_EXERCISE DETAILS_: Pick each line that has "piece" out of the records.

_MATERIAL SHOWN_:
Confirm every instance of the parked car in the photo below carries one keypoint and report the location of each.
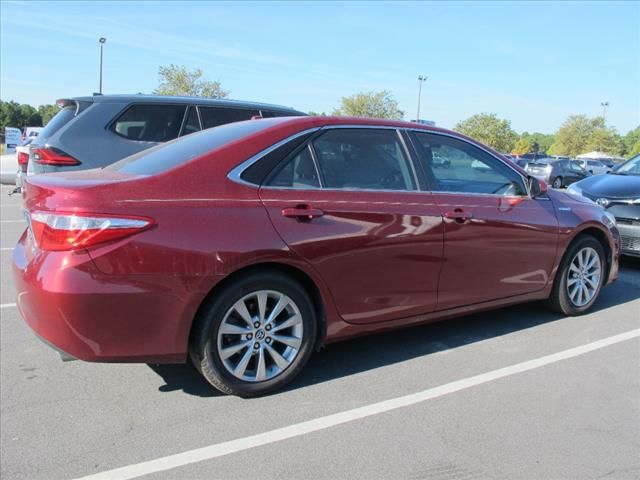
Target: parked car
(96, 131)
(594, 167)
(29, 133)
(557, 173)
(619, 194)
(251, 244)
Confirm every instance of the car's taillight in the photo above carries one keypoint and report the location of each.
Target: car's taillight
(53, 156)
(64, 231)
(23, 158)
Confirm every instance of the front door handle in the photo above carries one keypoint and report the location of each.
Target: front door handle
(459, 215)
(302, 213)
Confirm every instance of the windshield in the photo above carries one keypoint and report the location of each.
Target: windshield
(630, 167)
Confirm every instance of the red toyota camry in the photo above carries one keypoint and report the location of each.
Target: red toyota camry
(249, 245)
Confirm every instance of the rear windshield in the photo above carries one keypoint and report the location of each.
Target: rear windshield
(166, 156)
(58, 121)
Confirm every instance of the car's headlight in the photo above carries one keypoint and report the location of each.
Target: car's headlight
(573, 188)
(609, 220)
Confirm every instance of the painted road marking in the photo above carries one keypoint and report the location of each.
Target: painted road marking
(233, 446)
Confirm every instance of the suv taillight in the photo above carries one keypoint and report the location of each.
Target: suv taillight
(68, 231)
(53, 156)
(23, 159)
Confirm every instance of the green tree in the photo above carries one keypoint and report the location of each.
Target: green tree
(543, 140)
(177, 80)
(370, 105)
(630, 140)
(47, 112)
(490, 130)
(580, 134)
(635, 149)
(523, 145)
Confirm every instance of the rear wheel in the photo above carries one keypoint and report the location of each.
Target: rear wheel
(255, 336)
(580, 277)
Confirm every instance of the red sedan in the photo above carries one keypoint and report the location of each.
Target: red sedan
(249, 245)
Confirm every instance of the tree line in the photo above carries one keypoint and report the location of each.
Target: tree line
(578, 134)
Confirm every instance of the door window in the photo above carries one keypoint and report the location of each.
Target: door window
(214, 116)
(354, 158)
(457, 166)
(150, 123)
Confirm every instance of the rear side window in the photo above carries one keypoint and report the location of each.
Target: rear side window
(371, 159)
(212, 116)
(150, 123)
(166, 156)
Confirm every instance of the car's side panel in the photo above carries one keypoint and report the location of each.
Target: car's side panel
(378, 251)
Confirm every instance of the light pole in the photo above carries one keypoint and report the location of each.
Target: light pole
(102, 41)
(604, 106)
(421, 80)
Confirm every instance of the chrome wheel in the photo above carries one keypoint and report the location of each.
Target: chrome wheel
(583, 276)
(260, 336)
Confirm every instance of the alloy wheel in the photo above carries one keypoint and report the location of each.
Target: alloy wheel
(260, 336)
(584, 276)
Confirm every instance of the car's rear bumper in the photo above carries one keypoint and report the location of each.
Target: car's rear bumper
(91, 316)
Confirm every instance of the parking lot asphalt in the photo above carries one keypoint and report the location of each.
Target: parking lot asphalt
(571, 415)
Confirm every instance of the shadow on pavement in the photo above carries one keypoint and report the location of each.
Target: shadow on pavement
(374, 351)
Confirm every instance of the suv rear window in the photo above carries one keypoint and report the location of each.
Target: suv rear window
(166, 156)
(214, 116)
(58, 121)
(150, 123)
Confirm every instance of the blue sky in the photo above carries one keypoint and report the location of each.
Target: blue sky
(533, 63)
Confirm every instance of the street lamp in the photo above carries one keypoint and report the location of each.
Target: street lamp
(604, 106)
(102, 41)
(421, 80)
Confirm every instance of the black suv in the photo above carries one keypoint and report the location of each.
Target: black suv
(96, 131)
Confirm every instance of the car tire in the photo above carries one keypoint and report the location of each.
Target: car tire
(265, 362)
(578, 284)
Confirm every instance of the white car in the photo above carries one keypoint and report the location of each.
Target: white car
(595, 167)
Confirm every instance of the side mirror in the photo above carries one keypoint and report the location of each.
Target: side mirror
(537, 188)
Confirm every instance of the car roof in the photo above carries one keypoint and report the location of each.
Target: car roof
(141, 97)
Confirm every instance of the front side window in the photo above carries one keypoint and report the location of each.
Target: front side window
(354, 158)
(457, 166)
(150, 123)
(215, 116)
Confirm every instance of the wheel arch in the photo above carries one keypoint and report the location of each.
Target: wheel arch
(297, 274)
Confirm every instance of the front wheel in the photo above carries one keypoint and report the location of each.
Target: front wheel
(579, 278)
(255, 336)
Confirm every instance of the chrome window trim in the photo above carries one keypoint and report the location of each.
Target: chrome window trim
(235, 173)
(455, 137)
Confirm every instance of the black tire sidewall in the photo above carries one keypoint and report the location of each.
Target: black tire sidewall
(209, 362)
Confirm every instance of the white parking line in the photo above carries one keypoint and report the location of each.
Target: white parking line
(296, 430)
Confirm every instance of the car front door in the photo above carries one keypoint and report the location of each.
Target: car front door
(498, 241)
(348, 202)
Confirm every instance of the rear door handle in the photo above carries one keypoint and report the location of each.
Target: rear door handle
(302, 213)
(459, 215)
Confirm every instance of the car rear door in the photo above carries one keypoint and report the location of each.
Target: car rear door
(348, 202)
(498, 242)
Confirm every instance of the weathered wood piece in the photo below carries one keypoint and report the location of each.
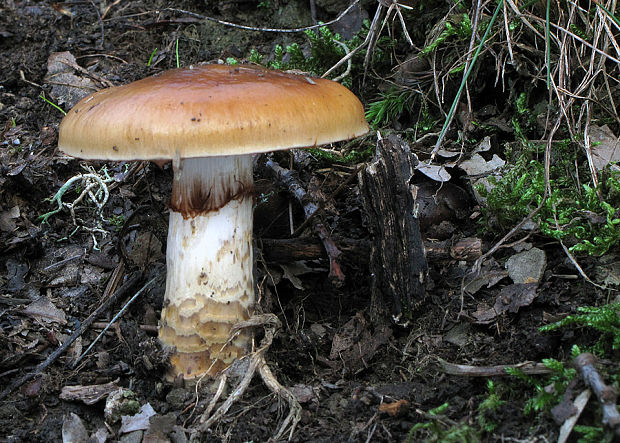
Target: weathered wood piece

_WRITTEN ANSWER_:
Confirm every instance of the weathered wood piece in the photo below carries one keypoint and report the location of each.
Target: weathered wood piece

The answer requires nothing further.